## Text excerpt
'''

Wilfried O. Rossoll, Ph.D., and colleagues study molecular mechanisms and cellular pathways of neurodegeneration in diseases characterized either by reduced assembly of RNA and proteins, such as spinal muscular atrophy (SMA), or by increased protein aggregation, such as amyotrophic lateral sclerosis (ALS), frontotemporal dementia (FTD) and Alzheimer's disease.
Dr. Rossoll's research team uses model systems such as cell culture, mouse models and stem cell-derived neurons from human patients to understand how dysfunction in RNA processing and protein homeostasis can cause neurodegenerative diseases. As researchers learn more about disease mechanisms, the focus is shifting to translational research to develop new therapeutic approaches for treatment and prevention.
- Disease mechanisms in SMA. Spinal muscular atrophy (SMA) is the most common genetic cause of death for infants. Dr. Rossoll's team is using advanced cellular and animal models to study the molecular functions of the disease protein SMN, how reduced levels of this protein cause a deficiency of RNA-protein assembly, and the degeneration of motor neurons in SMA.
- Mechanisms of protein aggregation in neurological disease. Research in Dr. Rossoll's lab is focused on aggregation-prone proteins such as TDP-43 and tau, which are critically involved in the pathogenesis of ALS, FTD and Alzheimer's disease. Studies in the lab seek to gain a detailed understanding of the aggregate-associated proteome, mechanisms that promote the aggregation, and how to prevent the pathology from occurring and spreading across the central nervous system.

'''

## Supplied data

'''

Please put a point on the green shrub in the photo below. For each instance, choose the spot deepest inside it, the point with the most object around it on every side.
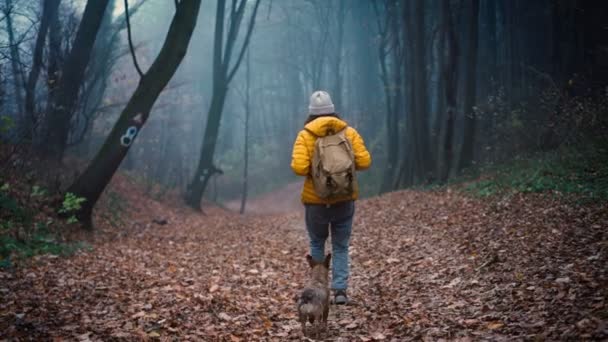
(582, 171)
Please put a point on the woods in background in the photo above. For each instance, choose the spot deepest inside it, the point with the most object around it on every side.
(438, 87)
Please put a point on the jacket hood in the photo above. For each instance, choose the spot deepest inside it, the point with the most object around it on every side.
(325, 125)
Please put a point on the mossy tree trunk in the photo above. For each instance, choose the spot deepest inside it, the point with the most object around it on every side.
(96, 177)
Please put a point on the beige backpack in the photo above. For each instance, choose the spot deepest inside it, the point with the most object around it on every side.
(333, 166)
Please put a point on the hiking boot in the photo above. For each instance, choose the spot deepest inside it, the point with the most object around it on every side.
(340, 297)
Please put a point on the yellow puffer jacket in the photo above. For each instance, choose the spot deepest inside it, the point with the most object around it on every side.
(305, 145)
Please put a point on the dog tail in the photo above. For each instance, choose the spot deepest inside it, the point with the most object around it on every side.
(305, 303)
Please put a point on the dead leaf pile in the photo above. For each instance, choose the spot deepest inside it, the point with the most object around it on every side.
(425, 265)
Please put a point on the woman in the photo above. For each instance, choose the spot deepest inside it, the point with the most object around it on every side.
(325, 214)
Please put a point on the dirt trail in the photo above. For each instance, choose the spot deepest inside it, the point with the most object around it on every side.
(425, 265)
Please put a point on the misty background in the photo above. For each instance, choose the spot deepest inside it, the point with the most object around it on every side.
(434, 87)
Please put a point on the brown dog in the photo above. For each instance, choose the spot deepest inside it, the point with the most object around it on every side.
(313, 304)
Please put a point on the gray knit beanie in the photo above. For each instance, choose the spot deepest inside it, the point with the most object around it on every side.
(320, 103)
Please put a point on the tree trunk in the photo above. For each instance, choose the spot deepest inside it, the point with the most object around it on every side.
(95, 178)
(15, 57)
(450, 70)
(246, 139)
(49, 15)
(72, 76)
(54, 65)
(222, 75)
(468, 145)
(337, 74)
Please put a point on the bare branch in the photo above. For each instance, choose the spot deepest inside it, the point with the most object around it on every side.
(246, 42)
(141, 74)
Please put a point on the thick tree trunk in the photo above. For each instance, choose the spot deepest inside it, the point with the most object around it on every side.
(49, 15)
(95, 178)
(337, 74)
(468, 145)
(416, 167)
(72, 76)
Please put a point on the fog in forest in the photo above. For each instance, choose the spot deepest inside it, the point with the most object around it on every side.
(434, 87)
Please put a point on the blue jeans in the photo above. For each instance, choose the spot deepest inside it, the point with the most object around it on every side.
(339, 218)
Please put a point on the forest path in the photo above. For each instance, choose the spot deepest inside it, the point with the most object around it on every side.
(425, 265)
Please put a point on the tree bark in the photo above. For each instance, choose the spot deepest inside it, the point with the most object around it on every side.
(450, 73)
(95, 178)
(15, 56)
(246, 139)
(222, 75)
(72, 76)
(49, 15)
(468, 145)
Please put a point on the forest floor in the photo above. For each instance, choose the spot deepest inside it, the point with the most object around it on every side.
(430, 265)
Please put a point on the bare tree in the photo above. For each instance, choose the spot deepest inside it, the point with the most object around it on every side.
(468, 144)
(95, 178)
(8, 10)
(223, 72)
(72, 76)
(49, 15)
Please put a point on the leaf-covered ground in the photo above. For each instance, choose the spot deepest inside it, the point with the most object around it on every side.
(425, 266)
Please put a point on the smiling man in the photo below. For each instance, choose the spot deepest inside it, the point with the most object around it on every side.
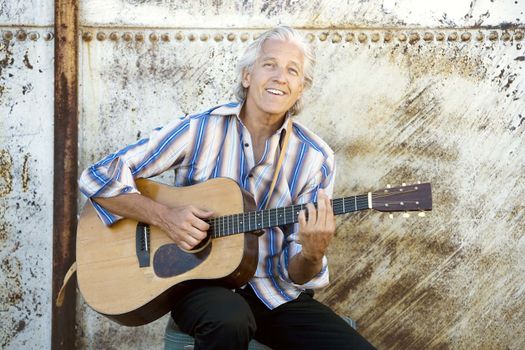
(243, 141)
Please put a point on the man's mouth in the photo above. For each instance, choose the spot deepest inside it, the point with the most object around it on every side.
(275, 92)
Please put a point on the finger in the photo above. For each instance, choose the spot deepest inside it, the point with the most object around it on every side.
(312, 213)
(201, 213)
(197, 234)
(199, 224)
(301, 218)
(188, 242)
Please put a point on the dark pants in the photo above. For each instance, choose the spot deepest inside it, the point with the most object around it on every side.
(219, 319)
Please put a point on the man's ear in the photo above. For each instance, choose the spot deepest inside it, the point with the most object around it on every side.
(246, 77)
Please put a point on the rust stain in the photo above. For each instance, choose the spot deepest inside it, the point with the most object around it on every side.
(6, 176)
(26, 61)
(11, 295)
(25, 173)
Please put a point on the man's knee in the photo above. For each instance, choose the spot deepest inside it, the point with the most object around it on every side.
(236, 321)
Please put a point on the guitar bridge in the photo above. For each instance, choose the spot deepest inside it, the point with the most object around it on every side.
(142, 243)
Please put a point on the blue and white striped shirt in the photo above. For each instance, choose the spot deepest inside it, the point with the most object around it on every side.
(213, 144)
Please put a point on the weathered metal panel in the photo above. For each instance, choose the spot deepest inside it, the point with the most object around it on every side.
(309, 14)
(26, 186)
(26, 13)
(442, 105)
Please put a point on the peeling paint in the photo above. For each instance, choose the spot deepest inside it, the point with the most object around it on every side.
(6, 175)
(25, 173)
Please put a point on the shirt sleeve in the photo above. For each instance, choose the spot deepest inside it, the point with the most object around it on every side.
(322, 179)
(116, 174)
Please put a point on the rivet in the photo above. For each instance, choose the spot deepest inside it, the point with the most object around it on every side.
(480, 36)
(87, 36)
(465, 36)
(48, 36)
(428, 37)
(21, 35)
(310, 37)
(8, 35)
(336, 38)
(34, 36)
(414, 38)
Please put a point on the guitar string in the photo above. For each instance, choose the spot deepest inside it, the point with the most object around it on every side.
(224, 222)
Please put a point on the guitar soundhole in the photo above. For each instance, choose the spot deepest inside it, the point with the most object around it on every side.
(170, 260)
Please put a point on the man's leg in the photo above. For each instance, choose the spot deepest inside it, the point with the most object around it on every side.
(302, 324)
(216, 317)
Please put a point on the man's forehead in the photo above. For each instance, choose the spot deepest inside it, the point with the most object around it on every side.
(274, 48)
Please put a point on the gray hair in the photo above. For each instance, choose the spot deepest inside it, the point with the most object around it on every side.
(253, 51)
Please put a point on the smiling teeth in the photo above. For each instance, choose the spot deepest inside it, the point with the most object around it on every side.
(275, 92)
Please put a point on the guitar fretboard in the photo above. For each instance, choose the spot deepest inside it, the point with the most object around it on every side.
(252, 221)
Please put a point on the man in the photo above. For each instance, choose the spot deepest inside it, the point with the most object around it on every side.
(243, 141)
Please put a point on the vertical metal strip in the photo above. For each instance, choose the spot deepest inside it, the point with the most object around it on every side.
(65, 168)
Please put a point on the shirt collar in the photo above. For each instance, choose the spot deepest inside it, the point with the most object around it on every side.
(234, 108)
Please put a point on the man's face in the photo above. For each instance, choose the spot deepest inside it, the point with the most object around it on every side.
(276, 80)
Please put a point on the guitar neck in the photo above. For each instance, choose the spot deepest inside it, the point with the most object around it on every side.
(252, 221)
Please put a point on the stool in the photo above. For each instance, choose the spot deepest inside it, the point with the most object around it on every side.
(175, 339)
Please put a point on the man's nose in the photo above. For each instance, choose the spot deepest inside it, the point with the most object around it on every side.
(279, 75)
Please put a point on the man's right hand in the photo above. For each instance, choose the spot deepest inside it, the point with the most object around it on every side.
(185, 225)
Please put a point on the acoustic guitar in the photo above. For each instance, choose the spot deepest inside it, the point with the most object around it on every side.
(133, 273)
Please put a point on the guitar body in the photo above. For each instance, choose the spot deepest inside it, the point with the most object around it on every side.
(108, 272)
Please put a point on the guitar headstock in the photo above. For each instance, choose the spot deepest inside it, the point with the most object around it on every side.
(417, 197)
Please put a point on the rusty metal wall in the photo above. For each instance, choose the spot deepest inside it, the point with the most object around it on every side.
(404, 91)
(26, 173)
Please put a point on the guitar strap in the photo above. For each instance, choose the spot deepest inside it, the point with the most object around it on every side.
(280, 161)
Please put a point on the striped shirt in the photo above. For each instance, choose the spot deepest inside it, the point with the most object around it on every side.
(215, 143)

'''

## Check your understanding
1) In the overview of Dr. Rossoll's research, translate this sentence into French: "Spinal muscular atrophy (SMA) is the most common genetic cause of death for infants."
2) Answer from the overview of Dr. Rossoll's research:
(a) What model systems does the research team use?
(b) Which disease protein does the team study in SMA?
(c) Which aggregation-prone proteins are named as a focus of the lab?
3) Continue the overview of Dr. Rossoll's research beyond its final sentence.

## Answers to the problems
1) L'amyotrophie spinale (SMA) est la cause génétique de décès la plus fréquente chez les nourrissons.

2)
(a) Cell culture, mouse models and stem cell-derived neurons from human patients.
(b) SMN.
(c) TDP-43 and tau.

3)
- Modifiers and novel therapeutic targets of disease progression. Dr. Rossoll's team recently discovered a potent modifier of pathological TDP-43 aggregation, which is a hallmark of FTD, ALS and other neurodegenerative diseases. His team is utilizing cutting-edge techniques in the areas of biochemistry, molecular and cell biology, and fluorescence microscopy to identify ways to prevent the formation of pathological protein aggregates in various cell models including patient-derived cells and in vivo models.
Significance to patient care
The unmet need for effective therapies to treat the growing number of patients with neurodegenerative diseases is creating a mounting personal and financial burden on society. Among the most common hallmarks of these diseases are defects in RNA processing and the pathological aggregation of proteins. Research in Dr. Rossoll's lab is dedicated to providing a better understanding of these processes, which is an essential step in the development of effective novel therapeutic strategies for patients with neurodegenerative disorders.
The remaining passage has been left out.